Input:
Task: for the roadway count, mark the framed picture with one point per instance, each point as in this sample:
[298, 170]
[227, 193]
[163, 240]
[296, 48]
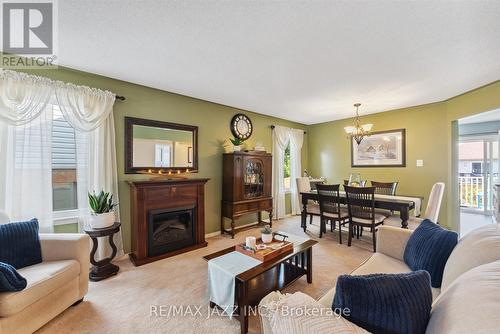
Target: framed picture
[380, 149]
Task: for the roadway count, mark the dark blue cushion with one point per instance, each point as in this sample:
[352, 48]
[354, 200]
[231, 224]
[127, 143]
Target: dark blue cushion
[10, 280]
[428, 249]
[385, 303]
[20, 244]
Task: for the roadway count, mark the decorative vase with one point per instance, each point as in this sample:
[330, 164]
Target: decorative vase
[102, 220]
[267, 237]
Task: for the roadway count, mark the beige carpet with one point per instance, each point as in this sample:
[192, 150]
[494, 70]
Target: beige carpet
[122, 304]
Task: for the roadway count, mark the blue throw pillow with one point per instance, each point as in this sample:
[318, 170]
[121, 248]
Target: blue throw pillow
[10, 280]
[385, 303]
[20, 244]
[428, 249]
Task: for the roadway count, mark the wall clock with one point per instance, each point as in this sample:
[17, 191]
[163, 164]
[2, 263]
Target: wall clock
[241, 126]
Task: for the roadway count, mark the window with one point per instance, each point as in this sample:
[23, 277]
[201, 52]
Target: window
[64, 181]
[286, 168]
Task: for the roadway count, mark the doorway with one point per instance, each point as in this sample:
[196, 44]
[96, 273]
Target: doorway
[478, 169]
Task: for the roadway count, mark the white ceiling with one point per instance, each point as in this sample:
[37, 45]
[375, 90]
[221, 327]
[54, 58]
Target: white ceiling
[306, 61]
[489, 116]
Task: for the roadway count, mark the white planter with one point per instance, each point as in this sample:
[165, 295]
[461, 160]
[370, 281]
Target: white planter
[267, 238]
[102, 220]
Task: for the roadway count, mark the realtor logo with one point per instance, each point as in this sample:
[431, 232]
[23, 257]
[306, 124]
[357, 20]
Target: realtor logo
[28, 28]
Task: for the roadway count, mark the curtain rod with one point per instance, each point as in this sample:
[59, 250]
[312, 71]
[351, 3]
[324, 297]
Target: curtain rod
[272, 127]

Written problem: Starting at the line that contains "Task: for the roadway count, mark the realtor" and ending at the last line, change "curtain rod" to "drapery rod" and write out only those lines, with nothing else altered.

Final result:
Task: for the roadway count, mark the realtor logo with one point per instance, each point as in this sample:
[431, 232]
[23, 257]
[306, 124]
[357, 20]
Target: realtor logo
[28, 28]
Task: for the roadway count, mark the drapery rod with one point per instance, each point as in this sample:
[59, 250]
[312, 71]
[351, 3]
[324, 297]
Target: drapery rod
[272, 127]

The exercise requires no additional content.